## ELENCO DEI COMPITI:
1. In quale data morì Bobby Sands secondo il testo su Bobby Sands?
2. Riassumi in due frasi il testo su Bobby Sands.
3. Prosegui, per favore, il testo su Bobby Sands a partire dall'ultima frase riportata.

## TESTO:
● ● ● ● ●

Cartastràccia, il libraio di Altaforte racconta Bobby Sands
Roma, 8 lug – «Avevo ormai più di 18 anni» ricorda Bobby Sands, in merito alla sua scelta di entrare nell’IRA «ed ero cresciuto nella violenza, non importava quanto io ci provassi, quante pietre tirassi. Non riuscivo mai a batterli, gli inglesi tornavano sempre. A 18 anni e mezzo entrai a far parte dei provos e andai ad affrontare la potenza di un impero». Una vita, la sua, passata a combattere per la libertà della sua Nazione e della sua fede cattolica, nell’indifferenza del mondo moderno e del governo inglese che l’ha visto spegnersi a poco a poco durante il suo sciopero della fame nel famigerato blocco H del carcere di Long Kesh, dove morì il 5 maggio 1981.
Non era la sua prima volta in carcere, era stato arrestato già a soli 19 anni, ma ne era uscito più determinato che mai a combattere per la sua idea. Se gli inglesi pensavano di spaventare un ragazzino facendogli passare tre anni in carcere, in realtà non fecero altro che aggiungere un ulteriore tassello per creare il rivoluzionario che sarebbe diventato: «Quando fui rilasciato nel 1976 ero più che mai deciso a battermi per la liberazione del mio Paese. Non mi fermerò finché l’Irlanda non diventerà una sovrana, indipendente repubblica socialista».

● ● ● ● ●

## DATI ESTRATTI:

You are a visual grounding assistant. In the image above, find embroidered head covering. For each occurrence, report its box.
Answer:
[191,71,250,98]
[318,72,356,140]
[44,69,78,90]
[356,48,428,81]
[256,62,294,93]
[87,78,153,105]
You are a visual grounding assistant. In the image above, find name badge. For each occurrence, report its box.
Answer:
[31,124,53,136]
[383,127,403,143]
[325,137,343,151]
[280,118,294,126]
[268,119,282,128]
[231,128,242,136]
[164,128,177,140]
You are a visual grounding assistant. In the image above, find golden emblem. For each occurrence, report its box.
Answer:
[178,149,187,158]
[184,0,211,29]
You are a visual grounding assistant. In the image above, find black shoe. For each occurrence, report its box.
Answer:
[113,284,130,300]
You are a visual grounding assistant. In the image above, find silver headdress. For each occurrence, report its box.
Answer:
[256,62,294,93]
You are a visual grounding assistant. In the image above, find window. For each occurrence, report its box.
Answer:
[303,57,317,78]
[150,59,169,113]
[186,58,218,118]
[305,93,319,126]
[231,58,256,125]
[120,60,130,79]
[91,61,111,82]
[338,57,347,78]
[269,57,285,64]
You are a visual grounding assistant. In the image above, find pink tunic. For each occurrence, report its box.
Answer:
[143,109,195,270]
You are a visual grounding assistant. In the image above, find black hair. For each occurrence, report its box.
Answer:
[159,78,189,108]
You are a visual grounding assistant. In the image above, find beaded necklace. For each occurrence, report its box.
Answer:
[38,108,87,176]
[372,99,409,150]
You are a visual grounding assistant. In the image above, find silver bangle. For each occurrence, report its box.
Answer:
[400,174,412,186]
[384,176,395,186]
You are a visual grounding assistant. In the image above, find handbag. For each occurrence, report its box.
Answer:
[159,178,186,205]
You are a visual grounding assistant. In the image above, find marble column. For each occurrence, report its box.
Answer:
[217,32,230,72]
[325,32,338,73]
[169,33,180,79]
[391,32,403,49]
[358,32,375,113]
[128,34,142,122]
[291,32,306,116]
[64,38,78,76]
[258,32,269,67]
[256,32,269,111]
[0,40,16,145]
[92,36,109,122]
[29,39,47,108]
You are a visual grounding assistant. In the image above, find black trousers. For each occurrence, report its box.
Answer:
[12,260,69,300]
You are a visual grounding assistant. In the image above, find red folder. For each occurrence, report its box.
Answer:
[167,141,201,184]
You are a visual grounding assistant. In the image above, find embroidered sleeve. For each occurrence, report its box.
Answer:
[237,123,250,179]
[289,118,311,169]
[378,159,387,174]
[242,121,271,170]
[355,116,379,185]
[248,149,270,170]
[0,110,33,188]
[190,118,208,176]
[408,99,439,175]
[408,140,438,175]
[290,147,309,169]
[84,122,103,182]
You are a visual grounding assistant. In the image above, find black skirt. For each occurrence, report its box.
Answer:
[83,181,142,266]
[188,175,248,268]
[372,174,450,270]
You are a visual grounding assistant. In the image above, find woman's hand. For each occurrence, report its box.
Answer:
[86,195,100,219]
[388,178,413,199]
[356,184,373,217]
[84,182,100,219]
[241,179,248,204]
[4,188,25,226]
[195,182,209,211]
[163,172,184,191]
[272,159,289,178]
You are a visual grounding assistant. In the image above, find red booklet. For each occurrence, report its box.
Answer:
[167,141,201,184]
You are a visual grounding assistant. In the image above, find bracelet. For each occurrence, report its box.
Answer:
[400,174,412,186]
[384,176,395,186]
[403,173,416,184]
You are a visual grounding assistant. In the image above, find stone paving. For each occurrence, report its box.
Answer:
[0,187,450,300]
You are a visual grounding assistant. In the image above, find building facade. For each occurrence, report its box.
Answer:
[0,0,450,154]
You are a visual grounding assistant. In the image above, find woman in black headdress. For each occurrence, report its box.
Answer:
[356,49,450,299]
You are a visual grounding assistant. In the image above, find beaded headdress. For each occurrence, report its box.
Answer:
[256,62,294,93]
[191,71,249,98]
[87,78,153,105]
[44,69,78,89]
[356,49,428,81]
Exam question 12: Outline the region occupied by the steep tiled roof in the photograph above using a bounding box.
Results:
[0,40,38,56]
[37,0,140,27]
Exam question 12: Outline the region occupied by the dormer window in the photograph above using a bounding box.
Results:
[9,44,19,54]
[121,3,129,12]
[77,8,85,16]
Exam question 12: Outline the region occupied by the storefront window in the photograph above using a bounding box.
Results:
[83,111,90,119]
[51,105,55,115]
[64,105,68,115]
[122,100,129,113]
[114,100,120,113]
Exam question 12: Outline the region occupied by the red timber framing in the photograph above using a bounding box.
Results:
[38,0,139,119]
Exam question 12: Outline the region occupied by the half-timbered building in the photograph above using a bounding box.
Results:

● ● ● ● ●

## RISPOSTE AI COMPITI:
1. Il 5 maggio 1981.

2. Cresciuto nella violenza contro gli inglesi, Bobby Sands entrò nei provos a 18 anni e mezzo e combatté per la libertà della sua Nazione e della sua fede cattolica, fino a morire durante lo sciopero della fame nel blocco H del carcere di Long Kesh il 5 maggio 1981. Arrestato già a 19 anni e rilasciato nel 1976 dopo tre anni di carcere, ne uscì più deciso che mai a battersi perché l'Irlanda diventasse una repubblica sovrana, indipendente e socialista.

3.
Bobby Sands, il nostro giorno verrà
Nel suo diario dal carcere, scritto di straforo sulla carta igienica, Un giorno della mia vita, racconta quei giorni terribili: «C’erano momenti in cui avrei preferito essere a Milltown (il cimitero dove sarà sepolto), quando tutto si faceva così insopportabile che non t’importava nulla di essere vivo o morto, pur di scappare via da quell’incubo infernale». Eppure, nelle carceri e tra i detenuti, malnutriti, pestati e perseguitati per la loro fede nazionalista e cattolica aveva diffuso una sorta di mantra, che li teneva svegli, vigili e alimentava la speranza, nonostante tutto: «Tiochfaith àr là!» (che in gaelico significa “il nostro giorno verrà”).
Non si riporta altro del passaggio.